### [Provided records]
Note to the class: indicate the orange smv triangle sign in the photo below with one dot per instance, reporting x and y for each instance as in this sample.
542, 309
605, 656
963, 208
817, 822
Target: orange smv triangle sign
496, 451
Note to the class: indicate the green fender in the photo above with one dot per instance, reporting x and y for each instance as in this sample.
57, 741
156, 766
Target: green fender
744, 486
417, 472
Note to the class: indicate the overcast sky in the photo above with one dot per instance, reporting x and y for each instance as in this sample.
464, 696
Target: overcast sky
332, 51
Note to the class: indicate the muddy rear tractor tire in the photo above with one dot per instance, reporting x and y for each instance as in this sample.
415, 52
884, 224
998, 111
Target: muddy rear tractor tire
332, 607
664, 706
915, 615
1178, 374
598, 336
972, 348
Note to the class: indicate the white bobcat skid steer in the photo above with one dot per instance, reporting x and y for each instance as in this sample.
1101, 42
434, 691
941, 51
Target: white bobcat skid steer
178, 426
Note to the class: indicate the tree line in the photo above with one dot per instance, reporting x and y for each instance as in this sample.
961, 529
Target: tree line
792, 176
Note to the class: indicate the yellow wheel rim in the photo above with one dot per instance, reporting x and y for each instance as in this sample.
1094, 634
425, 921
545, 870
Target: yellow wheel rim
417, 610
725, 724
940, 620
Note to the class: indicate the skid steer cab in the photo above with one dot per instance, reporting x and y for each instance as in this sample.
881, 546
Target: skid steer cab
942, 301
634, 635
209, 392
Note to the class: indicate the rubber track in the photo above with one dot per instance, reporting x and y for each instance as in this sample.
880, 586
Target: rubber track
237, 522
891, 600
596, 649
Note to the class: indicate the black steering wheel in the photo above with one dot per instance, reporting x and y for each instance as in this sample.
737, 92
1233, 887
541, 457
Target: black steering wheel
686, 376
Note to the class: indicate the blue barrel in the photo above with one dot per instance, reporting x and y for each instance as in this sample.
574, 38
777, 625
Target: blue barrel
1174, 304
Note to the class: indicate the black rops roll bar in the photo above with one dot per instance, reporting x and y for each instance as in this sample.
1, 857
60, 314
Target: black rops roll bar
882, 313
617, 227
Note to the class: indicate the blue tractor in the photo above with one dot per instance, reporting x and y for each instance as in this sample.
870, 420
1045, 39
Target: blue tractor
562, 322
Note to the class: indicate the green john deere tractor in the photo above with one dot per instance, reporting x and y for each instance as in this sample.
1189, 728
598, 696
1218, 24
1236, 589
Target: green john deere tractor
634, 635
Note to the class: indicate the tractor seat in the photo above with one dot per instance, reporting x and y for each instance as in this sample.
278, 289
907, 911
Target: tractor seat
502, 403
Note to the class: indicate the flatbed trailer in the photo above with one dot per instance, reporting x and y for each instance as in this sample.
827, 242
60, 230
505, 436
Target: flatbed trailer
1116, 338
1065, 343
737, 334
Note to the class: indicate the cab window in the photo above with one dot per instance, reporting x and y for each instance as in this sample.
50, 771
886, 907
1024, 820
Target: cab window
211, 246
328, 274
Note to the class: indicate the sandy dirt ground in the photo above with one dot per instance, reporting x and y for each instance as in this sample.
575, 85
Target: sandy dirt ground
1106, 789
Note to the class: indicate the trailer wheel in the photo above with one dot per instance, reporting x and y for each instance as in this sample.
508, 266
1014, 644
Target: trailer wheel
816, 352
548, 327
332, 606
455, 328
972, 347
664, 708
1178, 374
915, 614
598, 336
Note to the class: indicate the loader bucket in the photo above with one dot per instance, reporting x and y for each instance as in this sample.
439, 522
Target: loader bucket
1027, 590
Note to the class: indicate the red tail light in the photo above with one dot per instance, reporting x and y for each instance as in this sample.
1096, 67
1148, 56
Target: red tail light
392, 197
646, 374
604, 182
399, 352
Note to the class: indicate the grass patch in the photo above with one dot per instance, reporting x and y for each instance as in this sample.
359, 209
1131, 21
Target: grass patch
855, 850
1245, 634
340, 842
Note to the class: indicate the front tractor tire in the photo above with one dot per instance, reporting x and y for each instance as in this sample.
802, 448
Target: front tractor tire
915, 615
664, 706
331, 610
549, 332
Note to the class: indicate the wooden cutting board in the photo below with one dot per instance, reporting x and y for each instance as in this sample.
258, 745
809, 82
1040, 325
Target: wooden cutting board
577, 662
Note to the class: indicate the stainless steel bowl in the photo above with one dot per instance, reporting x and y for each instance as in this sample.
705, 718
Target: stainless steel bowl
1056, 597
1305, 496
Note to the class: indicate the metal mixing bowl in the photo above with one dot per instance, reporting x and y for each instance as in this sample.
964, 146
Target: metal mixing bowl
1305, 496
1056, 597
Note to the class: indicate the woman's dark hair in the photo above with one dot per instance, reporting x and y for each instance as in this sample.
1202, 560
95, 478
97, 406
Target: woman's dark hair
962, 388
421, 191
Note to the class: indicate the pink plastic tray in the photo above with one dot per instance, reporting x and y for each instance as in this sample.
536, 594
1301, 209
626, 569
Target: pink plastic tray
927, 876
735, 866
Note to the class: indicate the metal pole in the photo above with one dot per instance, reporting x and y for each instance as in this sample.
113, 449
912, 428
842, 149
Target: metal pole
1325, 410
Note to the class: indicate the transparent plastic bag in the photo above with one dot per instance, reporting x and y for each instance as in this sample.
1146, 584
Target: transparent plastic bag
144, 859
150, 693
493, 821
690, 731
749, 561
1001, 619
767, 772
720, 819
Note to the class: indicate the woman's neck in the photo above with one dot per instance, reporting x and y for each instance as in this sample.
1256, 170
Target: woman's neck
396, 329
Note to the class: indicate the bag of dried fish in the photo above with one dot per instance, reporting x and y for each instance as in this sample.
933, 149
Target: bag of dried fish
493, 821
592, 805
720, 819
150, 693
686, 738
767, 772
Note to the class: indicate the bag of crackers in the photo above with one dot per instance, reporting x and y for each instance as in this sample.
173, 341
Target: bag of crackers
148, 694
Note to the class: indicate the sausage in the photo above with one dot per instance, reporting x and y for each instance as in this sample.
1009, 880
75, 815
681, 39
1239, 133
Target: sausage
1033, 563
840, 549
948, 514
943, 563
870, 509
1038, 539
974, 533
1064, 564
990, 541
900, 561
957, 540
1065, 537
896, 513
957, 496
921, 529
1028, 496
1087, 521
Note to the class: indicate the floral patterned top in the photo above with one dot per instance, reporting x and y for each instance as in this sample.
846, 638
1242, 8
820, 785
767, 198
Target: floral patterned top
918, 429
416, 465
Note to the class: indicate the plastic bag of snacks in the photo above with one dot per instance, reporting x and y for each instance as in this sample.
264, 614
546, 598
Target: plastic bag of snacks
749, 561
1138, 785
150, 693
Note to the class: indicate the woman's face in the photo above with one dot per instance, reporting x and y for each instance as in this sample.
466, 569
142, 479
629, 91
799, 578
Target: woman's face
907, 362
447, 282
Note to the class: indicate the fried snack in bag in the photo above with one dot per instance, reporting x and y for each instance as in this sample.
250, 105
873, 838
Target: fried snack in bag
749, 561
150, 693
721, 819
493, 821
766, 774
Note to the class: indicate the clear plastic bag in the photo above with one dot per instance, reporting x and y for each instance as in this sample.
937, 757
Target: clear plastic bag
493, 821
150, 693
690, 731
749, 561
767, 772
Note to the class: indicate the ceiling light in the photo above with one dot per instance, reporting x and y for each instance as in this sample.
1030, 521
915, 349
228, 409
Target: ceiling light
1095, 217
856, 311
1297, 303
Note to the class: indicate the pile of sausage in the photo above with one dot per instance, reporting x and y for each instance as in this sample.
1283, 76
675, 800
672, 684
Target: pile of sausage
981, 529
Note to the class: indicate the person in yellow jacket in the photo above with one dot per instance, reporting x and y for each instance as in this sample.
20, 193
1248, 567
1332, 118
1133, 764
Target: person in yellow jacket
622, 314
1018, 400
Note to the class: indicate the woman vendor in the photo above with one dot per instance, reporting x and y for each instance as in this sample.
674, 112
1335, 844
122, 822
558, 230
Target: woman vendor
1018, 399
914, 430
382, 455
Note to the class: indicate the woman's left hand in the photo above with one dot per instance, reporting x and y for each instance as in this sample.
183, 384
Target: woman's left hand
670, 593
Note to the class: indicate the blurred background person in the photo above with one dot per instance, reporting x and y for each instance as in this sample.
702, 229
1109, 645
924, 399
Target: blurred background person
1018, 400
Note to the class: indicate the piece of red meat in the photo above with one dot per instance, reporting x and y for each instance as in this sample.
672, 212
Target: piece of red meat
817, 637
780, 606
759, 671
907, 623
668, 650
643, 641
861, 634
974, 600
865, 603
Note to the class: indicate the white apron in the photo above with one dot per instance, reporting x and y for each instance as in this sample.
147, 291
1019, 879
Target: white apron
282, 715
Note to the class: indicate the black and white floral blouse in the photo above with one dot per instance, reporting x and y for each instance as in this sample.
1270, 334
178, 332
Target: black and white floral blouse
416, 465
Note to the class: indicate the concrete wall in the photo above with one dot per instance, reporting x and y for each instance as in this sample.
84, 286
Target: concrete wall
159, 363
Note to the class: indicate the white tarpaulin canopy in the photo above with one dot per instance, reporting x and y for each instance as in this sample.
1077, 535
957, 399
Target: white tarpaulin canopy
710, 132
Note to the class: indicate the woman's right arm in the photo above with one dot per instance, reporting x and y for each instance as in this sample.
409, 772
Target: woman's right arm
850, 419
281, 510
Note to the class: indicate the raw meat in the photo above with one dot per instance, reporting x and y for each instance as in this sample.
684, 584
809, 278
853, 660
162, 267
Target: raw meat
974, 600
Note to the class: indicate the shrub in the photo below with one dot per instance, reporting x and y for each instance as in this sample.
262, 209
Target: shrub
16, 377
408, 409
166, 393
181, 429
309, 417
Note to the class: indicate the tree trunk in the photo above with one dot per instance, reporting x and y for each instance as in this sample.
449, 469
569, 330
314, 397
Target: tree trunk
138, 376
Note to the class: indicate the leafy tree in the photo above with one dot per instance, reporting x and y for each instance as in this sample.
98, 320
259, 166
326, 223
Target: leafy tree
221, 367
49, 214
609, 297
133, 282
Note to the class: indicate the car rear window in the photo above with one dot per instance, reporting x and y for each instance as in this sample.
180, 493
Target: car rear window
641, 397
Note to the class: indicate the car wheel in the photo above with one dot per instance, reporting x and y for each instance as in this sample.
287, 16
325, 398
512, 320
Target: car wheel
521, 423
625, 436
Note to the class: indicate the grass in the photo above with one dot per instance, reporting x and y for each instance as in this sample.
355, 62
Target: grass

### [Work instructions]
Output everything from the line containing "Note to the class: indicate the car wheel" down to the last of the rows as a Markdown table with two columns, No. and Line, giving each line a number and leaving out any blank lines.

### [Solution to the problem]
| No. | Line |
|---|---|
| 1 | Note to the class: indicate the car wheel in the photo above with one dot per instance, reporting x and y for each instance as in this sample. |
| 2 | 287, 16 |
| 3 | 325, 398 |
| 4 | 512, 320 |
| 5 | Target: car wheel |
| 6 | 521, 423 |
| 7 | 625, 436 |
| 8 | Note to the class: indicate the grass in the photo above with one dot per instance, reporting x and y for each instance as in this sample. |
| 9 | 355, 62 |
| 10 | Target: grass |